Texte fourni:
——

C’est de ce constat que découle l’idée initiale : puisque ces soutiens ne viennent pas nécessairement, ne pourrait-on pas dédier une partie des aides à l’outre-mer ?
Vous soulignez que ce dispositif poserait des difficultés quant à l’affectation des fonds européens. J’en ai conscience. Mais admettez du moins l’existence d’un problème ! Nous sommes très souvent confrontés aux aléas climatiques que sont les tempêtes et les cyclones, et quand nous demandons que la solidarité nationale soit activée, force est de constater que nous peinons à nous faire entendre. Telle sœur Anne, nous ne voyons rien venir ! Voilà pourquoi nous souhaiterions obtenir une garantie.
Ces précisions étant apportées, je retire mon amendement, madame la présidente.
Mme la présidente. L’amendement n° 81 rectifié bis est retiré.
Je mets aux voix l'article 15 bis.
(L'article 15 bis est adopté.)
Articles additionnels après l'article 15 bis
Mme la présidente. L'amendement n° 106 rectifié bis, présenté par Mme Des Esgaulx et MM. César, Commeinhes, P. Leroy et Mouiller, est ainsi libellé :
Après l'article 15 bis
Insérer un article additionnel ainsi rédigé :
Le premier alinéa de l’article L. 361-1 du code rural et de la pêche maritime est complété par une phrase ainsi rédigée :
« Au sens de cet article, l'agriculture n'inclut pas la conchyliculture et les cultures marines. »
La parole est à Mme Marie-Hélène Des Esgaulx.
Mme Marie-Hélène Des Esgaulx. Certains aléas et certaines situations sont tout à fait spécifiques à la conchyliculture. Or le dispositif existant est insuffisamment adapté, au point qu’il ne semble plus mobilisable. Pourtant, en la matière, le paramètre climatique est clairement identifié comme étant souvent l’unique responsable.
Un Fonds national de gestion des risques en agriculture, le FNGRA, est bien institué. Mais, en vertu des dispositions en vigueur, l’agriculture n’inclut pas la conchyliculture et les cultures marines.
Tel est le contexte dans lequel s’inscrivent les dispositions que nous proposons. J’ai bien conscience qu’il s’agit là d’un amendement d’appel ; je vais écouter attentivement les propos de la commission et du Gouvernement.
Mme la présidente. Quel est l’avis de la commission des affaires économiques ?
M. Michel Le Scouarnec, rapporteur pour avis. Le secteur conchylicole bénéficie du régime des calamités agricoles, lequel est géré par le Fonds national de gestion des risques en agriculture, ou FNGRA.
En contrepartie, la taxe additionnelle sur les conventions d’assurances, principale ressource de ce Fonds, s’applique aux assurances contractées par les conchyliculteurs.
Cet amendement prévoit que la conchyliculture soit exclue du régime des calamités agricoles. Ses auteurs estiment que l’aide apportée en cas d’événement climatique grave est trop difficilement mobilisable.

——

Extraits du matériel:
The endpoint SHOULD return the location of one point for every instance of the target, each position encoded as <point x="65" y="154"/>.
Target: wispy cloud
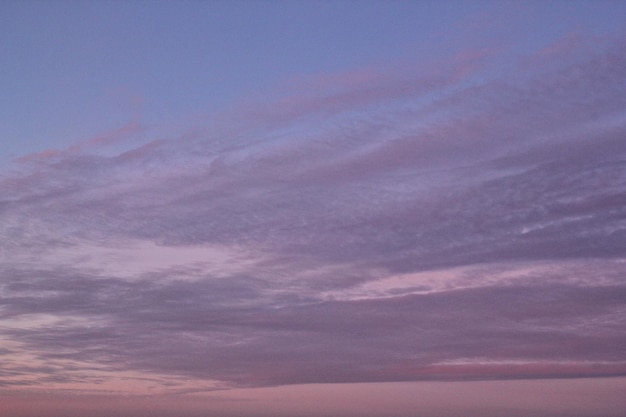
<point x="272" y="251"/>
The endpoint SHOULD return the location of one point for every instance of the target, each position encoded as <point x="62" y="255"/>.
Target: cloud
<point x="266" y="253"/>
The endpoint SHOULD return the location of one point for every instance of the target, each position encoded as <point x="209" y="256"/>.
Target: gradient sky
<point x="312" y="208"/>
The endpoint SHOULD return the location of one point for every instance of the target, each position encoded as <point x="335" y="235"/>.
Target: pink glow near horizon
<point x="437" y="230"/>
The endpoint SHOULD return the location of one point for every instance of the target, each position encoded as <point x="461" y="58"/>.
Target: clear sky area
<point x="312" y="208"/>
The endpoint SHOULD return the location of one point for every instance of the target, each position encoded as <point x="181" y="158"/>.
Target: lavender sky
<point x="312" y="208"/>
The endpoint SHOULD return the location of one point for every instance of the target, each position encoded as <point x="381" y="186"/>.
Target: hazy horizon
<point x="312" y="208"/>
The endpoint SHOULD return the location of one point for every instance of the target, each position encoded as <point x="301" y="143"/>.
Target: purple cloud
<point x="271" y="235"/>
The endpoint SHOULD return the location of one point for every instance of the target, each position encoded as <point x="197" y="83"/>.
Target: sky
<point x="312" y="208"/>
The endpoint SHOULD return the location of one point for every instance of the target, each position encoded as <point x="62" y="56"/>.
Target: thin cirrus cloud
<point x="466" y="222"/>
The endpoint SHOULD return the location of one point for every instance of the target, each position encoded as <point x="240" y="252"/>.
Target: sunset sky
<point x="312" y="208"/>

——

Consigne:
Pour chacune des affirmations suivantes, indiquez par oui ou par non si elle concorde avec le texte fourni, et citez mot pour mot le passage qui permet de trancher.
1. L'article 15 bis est adopté.
2. L'amendement n° 81 rectifié bis est maintenu par son auteur.
3. Selon le rapporteur pour avis, la taxe additionnelle sur les conventions d'assurances constitue la principale ressource du Fonds national de gestion des risques en agriculture.

Solution:
1. Oui : « (L'article 15 bis est adopté.) »
2. Non : « L’amendement n° 81 rectifié bis est retiré. »
3. Oui : « la taxe additionnelle sur les conventions d’assurances, principale ressource de ce Fonds »